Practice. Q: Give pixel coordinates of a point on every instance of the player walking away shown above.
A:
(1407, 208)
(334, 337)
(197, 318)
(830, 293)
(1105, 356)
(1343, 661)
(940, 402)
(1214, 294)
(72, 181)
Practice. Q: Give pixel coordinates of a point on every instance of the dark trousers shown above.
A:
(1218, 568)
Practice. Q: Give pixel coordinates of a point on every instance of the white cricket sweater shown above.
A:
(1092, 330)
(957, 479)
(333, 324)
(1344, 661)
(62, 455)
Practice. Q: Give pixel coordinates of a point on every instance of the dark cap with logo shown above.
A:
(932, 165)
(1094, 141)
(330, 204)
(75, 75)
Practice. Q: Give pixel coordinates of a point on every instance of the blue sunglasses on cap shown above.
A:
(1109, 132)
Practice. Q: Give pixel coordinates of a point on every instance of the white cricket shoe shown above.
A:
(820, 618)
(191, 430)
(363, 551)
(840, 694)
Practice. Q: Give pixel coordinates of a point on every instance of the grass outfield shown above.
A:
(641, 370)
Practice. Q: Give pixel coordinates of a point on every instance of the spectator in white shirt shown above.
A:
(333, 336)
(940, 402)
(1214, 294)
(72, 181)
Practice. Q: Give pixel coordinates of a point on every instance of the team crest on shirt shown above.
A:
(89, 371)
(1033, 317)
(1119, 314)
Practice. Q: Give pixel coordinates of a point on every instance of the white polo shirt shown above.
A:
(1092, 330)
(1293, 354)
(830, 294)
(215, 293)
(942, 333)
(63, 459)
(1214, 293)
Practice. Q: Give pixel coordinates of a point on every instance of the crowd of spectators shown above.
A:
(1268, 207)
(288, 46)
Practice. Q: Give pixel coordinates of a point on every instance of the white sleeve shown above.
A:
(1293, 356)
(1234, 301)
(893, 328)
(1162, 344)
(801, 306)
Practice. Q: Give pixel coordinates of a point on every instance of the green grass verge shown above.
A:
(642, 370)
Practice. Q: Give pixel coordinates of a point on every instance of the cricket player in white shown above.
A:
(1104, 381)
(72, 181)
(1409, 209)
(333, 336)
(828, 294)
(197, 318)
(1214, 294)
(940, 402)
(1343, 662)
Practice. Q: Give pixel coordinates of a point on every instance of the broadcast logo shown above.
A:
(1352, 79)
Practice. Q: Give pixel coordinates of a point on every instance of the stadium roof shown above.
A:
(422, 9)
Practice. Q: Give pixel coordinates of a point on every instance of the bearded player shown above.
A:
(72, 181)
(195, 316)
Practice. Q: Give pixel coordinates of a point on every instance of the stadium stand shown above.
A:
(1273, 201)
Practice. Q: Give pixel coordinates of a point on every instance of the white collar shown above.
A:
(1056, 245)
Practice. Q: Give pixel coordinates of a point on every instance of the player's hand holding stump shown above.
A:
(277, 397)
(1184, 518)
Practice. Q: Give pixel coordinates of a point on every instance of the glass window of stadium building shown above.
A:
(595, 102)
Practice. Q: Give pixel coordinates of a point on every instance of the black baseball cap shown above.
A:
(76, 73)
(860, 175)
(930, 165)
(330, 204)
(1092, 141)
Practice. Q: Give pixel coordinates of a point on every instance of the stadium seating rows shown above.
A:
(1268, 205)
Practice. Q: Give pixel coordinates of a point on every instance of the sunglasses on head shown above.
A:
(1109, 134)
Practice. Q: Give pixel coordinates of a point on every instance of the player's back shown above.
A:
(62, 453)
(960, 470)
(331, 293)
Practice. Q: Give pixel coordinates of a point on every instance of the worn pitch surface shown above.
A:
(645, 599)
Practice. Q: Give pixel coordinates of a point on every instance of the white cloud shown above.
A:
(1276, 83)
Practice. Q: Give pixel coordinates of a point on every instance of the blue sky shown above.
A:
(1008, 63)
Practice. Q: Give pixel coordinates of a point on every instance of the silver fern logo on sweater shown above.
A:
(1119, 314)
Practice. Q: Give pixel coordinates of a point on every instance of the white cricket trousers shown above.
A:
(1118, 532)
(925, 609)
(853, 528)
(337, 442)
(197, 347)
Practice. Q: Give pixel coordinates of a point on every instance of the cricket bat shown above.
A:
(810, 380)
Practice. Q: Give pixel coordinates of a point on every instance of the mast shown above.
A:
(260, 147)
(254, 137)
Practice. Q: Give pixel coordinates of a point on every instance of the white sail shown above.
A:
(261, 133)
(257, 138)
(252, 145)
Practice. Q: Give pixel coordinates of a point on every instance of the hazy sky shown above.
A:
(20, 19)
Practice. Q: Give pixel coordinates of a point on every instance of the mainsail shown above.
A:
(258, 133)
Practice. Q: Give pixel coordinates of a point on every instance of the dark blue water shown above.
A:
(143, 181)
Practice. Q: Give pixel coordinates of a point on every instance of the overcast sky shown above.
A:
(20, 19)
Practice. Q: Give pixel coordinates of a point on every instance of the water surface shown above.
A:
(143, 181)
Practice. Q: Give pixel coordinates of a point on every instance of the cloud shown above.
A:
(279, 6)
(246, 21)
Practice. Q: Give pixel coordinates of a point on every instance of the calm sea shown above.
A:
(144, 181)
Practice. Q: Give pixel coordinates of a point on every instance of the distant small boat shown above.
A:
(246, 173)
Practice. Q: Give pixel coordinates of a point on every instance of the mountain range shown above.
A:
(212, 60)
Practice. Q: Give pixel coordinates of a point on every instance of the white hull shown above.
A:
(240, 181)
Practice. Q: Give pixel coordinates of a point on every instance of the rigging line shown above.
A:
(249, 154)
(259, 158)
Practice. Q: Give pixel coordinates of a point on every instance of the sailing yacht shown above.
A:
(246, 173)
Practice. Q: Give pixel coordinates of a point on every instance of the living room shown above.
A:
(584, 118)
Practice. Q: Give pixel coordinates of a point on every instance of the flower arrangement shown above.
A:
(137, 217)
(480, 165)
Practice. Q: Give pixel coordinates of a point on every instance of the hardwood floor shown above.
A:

--- Exercise objective ---
All the lines above should appear again in the answer, exactly as written.

--- Solution for this task ---
Practice. Q: Give pixel coordinates of a point on every instance of the player walking away shown above.
A:
(1407, 208)
(334, 337)
(197, 318)
(830, 293)
(1105, 356)
(1343, 661)
(940, 402)
(1214, 294)
(72, 181)
Practice. Q: Give pixel coordinates of a point on every instance of the dark trousers shown above.
A:
(1218, 568)
Practice. Q: Give pixel coordinates of a point on every instance of the white cricket sweater shown above.
A:
(1092, 330)
(957, 479)
(333, 324)
(1344, 661)
(62, 455)
Practice. Q: Give pixel coordinates of a point on every instance of the dark cap with logo shown above.
A:
(932, 165)
(1094, 141)
(330, 204)
(75, 75)
Practice. Q: Give pixel coordinates of a point on every instance of the blue sunglasses on cap shown above.
A:
(1109, 132)
Practice. Q: Give pixel coordinates of a point on every instance of the white cricket shoe shown above.
A:
(820, 618)
(191, 430)
(363, 551)
(840, 694)
Practice. Q: Give pixel coordinates of a point on every instance of the grass outfield shown above.
A:
(641, 370)
Practice. Q: Give pixel coordinates of a point on every instance of the spectator in white shirt shown above.
A:
(333, 336)
(940, 402)
(1214, 294)
(72, 181)
Practice. Q: Give pixel coordinates of a point on every instance of the team crest on shirt shown above.
A:
(89, 371)
(1033, 317)
(1119, 314)
Practice. Q: Give pixel coordinates of a point on every instance of the white polo shirt shown above.
A:
(1092, 330)
(1293, 354)
(830, 294)
(215, 293)
(942, 333)
(63, 459)
(1214, 293)
Practice. Q: Give pixel coordinates of a point on every instance of the crowd of spectators shown above.
A:
(1268, 207)
(288, 46)
Practice. Q: Give pixel coordinates of a point on every instance of the white sleeve shown above.
A:
(1293, 356)
(1234, 301)
(893, 328)
(1162, 344)
(801, 306)
Practice. Q: Give pixel coordinates of a point on every instance of the green grass verge shown above.
A:
(642, 370)
Practice. Q: Give pixel coordinates of a point on every instance of the cricket player in white shown above.
A:
(1104, 381)
(72, 181)
(1409, 209)
(333, 336)
(828, 294)
(197, 318)
(1214, 294)
(940, 402)
(1343, 662)
Practice. Q: Give pixel coordinates of a point on every instance of the broadcast logo shown above.
A:
(1352, 79)
Practice. Q: Give pixel coordinates of a point on every instance of the stadium roof shown above.
A:
(422, 9)
Practice. Q: Give pixel coordinates of a point on every instance of the bearded player shown above.
A:
(72, 181)
(195, 316)
Practice. Q: Give pixel coordinates of a point on every instance of the stadium stand shown above.
A:
(1273, 201)
Practice. Q: Give pixel coordinates of a point on every instance of the white collar shown above.
A:
(1056, 245)
Practice. Q: Give pixel coordinates of a point on every instance of the player's hand holding stump shown above.
A:
(277, 397)
(1184, 518)
Practice. Q: Give pixel coordinates of a point on every instance of the glass window of stadium building shown above.
A:
(595, 102)
Practice. Q: Give pixel coordinates of a point on every instance of the black baseball cap shown above.
A:
(76, 73)
(860, 175)
(930, 165)
(330, 204)
(1092, 141)
Practice. Q: Give pixel coordinates of a point on every instance of the stadium seating rows shown above.
A:
(1268, 205)
Practice. Q: Give pixel coordinates of a point on every instance of the sunglasses on head shown above.
A:
(1109, 134)
Practice. Q: Give pixel coordinates of a point on every instance of the player's back shown above.
A:
(62, 453)
(960, 470)
(331, 293)
Practice. Q: Give pixel coordinates of a point on every instance of the worn pitch surface shown above.
A:
(645, 599)
Practice. Q: Give pixel coordinates of a point on every instance of the white cloud shown above.
A:
(1276, 83)
Practice. Q: Give pixel coordinates of a point on every instance of the blue sky shown above.
A:
(1008, 63)
Practice. Q: Give pixel coordinates of a point on every instance of the silver fern logo on sweater shown above.
A:
(1119, 314)
Practice. Q: Give pixel coordinates of a point on every instance of the white cricket trousers shown above.
A:
(1118, 532)
(925, 609)
(853, 528)
(337, 442)
(197, 347)
Practice. Q: Give pixel coordinates of a point on every instance of the cricket bat shown above.
A:
(810, 380)
Practice. Q: Give pixel coordinates of a point on every instance of the mast shown above.
A:
(260, 147)
(254, 137)
Practice. Q: Give pixel coordinates of a point on every instance of the white sail shown above.
A:
(261, 133)
(257, 138)
(252, 145)
Practice. Q: Give pixel coordinates of a point on every instance of the hazy sky shown above.
A:
(20, 19)
Practice. Q: Give pixel coordinates of a point on every instance of the mainsail shown above.
A:
(258, 133)
Practice. Q: Give pixel coordinates of a point on every instance of the dark blue water shown above.
A:
(143, 181)
Practice. Q: Give pixel coordinates of a point on every instance of the overcast sky shown above.
A:
(20, 19)
Practice. Q: Give pixel coordinates of a point on every instance of the water surface shown above.
A:
(143, 181)
Practice. Q: Give pixel coordinates of a point on every instance of the cloud shown above.
A:
(279, 6)
(246, 21)
Practice. Q: Give pixel coordinates of a point on every instance of the calm sea shown above.
A:
(144, 181)
Practice. Q: Give pixel coordinates of a point on every instance of the distant small boat shown above.
A:
(246, 173)
Practice. Q: Give pixel coordinates of a point on every instance of the mountain range shown above.
A:
(212, 60)
Practice. Q: Give pixel coordinates of a point on every instance of the white hull shown above.
A:
(240, 181)
Practice. Q: Give pixel coordinates of a point on every instance of the rigging line shown above.
A:
(249, 154)
(259, 158)
Practice. Q: Give pixel coordinates of a point on every instance of the sailing yacht shown above.
A:
(246, 173)
Practice. Q: Give pixel coordinates of a point on every instance of the living room shown above.
A:
(584, 118)
Practice. Q: Give pixel coordinates of a point on every instance of the flower arrangement shown above.
A:
(137, 217)
(480, 165)
Practice. Q: Give pixel coordinates of a point on every instance of the hardwood floor shown above.
A:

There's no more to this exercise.